__Task brief__. Locate every line in the material below that contains the string "head" and copy each of those lines. Treat uppercase and lowercase letters as different.

__Supplied material__.
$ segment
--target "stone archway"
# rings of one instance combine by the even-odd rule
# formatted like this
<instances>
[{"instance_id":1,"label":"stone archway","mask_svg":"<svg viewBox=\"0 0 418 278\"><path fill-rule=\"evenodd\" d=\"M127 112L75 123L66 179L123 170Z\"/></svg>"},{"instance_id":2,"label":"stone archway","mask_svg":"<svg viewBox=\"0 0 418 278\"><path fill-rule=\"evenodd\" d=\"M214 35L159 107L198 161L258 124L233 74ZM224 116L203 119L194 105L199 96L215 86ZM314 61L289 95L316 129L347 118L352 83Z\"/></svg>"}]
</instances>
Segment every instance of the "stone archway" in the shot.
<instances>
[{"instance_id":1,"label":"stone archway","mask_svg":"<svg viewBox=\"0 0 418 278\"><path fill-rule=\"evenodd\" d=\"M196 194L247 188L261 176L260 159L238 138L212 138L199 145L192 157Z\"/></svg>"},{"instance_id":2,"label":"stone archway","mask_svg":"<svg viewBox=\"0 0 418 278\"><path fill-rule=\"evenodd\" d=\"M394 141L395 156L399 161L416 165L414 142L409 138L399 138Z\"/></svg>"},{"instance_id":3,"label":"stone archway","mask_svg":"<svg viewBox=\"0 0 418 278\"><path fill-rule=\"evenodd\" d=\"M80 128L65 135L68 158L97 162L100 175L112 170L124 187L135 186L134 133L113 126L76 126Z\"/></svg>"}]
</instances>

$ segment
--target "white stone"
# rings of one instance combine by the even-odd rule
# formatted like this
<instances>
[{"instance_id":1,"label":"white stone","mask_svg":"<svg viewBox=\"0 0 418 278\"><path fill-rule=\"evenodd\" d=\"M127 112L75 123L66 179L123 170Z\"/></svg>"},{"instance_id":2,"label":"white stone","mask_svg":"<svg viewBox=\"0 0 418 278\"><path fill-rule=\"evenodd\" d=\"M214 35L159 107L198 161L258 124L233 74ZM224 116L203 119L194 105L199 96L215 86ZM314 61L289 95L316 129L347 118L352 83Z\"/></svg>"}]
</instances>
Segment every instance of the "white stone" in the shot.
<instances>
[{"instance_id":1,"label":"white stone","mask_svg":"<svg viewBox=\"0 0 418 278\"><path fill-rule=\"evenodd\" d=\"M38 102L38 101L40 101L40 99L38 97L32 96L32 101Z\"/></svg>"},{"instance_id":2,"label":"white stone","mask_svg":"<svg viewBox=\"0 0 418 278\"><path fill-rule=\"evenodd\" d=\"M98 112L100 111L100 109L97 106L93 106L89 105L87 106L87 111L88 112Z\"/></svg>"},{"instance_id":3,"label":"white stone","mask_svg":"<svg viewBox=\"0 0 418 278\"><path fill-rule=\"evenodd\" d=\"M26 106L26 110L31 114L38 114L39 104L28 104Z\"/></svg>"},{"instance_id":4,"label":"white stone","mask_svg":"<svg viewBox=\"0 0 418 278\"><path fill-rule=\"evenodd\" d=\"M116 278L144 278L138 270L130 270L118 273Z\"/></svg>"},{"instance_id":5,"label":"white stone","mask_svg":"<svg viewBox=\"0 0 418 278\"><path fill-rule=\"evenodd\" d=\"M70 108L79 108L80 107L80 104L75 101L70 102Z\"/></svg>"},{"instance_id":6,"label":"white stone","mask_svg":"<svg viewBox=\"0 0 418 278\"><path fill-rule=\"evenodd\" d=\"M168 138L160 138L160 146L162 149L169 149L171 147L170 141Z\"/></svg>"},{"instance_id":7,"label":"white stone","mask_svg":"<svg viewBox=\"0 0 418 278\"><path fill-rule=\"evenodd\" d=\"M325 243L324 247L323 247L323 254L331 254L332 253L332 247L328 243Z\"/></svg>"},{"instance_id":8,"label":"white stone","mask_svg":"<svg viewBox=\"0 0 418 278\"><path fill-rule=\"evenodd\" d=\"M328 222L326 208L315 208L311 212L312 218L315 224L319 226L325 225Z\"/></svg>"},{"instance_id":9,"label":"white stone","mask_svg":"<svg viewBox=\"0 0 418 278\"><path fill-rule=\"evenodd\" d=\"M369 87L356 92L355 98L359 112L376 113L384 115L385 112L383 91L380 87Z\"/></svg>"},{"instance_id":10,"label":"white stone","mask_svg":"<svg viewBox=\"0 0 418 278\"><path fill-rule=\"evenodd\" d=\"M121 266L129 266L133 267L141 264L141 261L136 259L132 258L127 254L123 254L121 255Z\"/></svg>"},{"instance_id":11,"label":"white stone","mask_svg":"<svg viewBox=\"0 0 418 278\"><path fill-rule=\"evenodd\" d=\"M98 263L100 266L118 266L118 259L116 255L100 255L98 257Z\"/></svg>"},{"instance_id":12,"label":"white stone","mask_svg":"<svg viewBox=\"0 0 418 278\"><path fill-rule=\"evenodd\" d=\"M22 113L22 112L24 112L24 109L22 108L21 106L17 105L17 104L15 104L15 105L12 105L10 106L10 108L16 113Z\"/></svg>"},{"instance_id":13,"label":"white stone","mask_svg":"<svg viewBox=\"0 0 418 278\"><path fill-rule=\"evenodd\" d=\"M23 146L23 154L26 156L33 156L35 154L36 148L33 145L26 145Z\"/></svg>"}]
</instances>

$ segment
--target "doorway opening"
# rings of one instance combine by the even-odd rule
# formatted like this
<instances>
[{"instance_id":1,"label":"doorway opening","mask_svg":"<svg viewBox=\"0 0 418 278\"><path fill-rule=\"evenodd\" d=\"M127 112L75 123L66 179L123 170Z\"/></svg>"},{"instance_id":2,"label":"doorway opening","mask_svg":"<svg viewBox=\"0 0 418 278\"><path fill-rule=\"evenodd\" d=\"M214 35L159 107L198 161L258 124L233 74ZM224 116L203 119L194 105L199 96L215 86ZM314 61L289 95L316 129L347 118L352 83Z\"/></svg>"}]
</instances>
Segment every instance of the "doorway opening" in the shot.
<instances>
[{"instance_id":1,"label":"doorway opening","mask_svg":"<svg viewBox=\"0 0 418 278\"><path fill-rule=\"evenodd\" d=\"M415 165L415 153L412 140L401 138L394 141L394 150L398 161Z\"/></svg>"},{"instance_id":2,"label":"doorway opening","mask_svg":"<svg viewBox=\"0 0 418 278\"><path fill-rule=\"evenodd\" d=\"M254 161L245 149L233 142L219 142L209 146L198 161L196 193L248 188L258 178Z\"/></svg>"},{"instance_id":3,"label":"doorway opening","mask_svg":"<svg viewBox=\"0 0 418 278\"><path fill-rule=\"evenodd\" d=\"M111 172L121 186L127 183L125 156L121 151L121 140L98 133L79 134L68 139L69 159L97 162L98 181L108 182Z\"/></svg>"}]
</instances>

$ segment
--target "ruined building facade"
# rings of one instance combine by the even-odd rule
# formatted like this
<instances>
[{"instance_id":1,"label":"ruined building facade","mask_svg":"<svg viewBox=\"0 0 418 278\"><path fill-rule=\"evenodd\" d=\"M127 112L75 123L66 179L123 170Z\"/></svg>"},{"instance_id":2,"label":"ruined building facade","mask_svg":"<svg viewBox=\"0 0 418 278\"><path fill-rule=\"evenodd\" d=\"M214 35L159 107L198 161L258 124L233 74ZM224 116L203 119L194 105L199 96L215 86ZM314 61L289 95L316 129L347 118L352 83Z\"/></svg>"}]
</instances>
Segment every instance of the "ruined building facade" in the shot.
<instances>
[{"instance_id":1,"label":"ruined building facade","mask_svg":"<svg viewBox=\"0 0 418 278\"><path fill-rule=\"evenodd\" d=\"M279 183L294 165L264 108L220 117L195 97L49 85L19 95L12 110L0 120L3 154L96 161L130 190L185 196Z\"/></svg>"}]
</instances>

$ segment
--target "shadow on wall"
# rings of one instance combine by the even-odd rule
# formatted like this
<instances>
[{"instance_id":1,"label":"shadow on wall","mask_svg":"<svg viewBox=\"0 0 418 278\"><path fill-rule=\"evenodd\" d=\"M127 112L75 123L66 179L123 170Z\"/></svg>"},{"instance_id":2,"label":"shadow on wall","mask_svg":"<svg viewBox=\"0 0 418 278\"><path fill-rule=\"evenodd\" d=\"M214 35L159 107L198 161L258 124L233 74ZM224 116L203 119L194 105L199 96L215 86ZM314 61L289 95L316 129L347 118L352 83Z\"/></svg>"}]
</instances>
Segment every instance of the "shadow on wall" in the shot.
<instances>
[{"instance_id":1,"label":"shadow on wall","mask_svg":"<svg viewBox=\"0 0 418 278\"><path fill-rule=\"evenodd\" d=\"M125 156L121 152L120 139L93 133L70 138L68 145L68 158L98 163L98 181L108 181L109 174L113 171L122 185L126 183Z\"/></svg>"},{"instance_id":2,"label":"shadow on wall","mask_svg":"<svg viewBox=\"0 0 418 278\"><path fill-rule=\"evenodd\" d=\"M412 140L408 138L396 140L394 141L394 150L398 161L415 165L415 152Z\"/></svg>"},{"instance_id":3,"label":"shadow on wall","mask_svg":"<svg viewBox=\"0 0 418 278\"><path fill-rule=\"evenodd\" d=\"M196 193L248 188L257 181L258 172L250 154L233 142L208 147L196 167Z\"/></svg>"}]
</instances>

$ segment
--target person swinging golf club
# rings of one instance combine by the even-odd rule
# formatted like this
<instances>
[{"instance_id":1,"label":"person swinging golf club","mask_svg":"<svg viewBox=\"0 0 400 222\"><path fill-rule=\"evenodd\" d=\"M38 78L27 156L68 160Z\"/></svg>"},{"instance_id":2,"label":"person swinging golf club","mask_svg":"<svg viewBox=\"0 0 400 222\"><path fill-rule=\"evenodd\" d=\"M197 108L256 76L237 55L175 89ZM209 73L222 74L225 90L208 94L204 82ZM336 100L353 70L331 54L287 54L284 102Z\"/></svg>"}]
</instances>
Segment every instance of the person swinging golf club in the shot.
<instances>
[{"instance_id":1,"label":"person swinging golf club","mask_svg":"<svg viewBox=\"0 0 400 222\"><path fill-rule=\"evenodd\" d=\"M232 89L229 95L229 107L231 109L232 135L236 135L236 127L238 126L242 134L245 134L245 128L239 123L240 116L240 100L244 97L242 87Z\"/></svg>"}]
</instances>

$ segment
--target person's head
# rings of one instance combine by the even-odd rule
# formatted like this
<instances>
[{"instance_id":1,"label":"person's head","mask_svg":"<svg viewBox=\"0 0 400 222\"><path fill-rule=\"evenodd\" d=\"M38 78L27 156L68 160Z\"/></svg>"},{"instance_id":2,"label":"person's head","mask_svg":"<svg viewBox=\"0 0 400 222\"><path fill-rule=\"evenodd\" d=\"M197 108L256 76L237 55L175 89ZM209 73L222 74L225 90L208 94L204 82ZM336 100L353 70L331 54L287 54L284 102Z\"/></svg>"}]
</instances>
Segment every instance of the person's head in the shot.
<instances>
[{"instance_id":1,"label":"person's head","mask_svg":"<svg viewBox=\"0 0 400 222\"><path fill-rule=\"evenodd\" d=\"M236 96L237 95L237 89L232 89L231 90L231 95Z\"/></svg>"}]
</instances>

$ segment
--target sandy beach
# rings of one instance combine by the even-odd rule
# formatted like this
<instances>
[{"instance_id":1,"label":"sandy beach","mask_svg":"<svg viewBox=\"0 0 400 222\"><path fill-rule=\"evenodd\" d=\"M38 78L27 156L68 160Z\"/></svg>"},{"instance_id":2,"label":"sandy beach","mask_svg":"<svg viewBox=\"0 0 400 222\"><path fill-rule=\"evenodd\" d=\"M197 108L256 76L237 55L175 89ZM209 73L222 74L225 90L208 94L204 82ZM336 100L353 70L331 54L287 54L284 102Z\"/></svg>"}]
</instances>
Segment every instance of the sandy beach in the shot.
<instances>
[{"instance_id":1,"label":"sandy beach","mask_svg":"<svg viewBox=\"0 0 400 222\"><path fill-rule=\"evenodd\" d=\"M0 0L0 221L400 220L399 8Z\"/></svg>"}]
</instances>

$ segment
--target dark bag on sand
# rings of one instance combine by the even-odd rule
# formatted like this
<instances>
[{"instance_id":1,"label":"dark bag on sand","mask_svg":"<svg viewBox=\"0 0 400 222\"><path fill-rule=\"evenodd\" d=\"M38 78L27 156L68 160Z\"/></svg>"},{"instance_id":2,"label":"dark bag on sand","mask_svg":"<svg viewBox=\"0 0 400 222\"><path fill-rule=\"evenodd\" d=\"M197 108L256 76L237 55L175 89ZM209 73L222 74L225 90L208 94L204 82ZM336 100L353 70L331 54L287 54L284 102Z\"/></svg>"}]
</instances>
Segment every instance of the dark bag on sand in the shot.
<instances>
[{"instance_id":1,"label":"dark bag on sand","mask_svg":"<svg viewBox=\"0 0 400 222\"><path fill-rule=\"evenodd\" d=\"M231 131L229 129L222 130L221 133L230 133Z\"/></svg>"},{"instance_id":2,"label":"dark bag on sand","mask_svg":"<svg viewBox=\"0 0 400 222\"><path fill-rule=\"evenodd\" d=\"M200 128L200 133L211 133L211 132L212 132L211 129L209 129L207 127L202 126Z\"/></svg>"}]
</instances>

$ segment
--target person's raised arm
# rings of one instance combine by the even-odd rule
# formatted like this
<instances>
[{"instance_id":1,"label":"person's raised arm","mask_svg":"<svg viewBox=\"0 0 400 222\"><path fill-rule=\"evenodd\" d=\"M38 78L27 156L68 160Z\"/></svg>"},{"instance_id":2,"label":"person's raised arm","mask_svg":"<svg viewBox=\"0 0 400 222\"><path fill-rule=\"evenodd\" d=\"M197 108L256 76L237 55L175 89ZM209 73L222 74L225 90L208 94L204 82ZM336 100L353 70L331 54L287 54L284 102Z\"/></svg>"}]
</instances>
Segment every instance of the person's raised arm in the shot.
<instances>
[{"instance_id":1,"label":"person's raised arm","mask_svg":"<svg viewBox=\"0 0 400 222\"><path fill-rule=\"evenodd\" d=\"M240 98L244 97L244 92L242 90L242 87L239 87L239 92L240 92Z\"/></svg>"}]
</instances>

__Expected answer__.
--target person's head
[{"instance_id":1,"label":"person's head","mask_svg":"<svg viewBox=\"0 0 400 222\"><path fill-rule=\"evenodd\" d=\"M38 78L27 156L68 160Z\"/></svg>"},{"instance_id":2,"label":"person's head","mask_svg":"<svg viewBox=\"0 0 400 222\"><path fill-rule=\"evenodd\" d=\"M197 108L256 76L237 55L175 89ZM209 73L222 74L225 90L208 94L204 82ZM336 100L353 70L331 54L287 54L284 102Z\"/></svg>"}]
Segment every instance of the person's head in the shot.
[{"instance_id":1,"label":"person's head","mask_svg":"<svg viewBox=\"0 0 400 222\"><path fill-rule=\"evenodd\" d=\"M236 96L237 95L237 89L232 89L231 90L231 95Z\"/></svg>"}]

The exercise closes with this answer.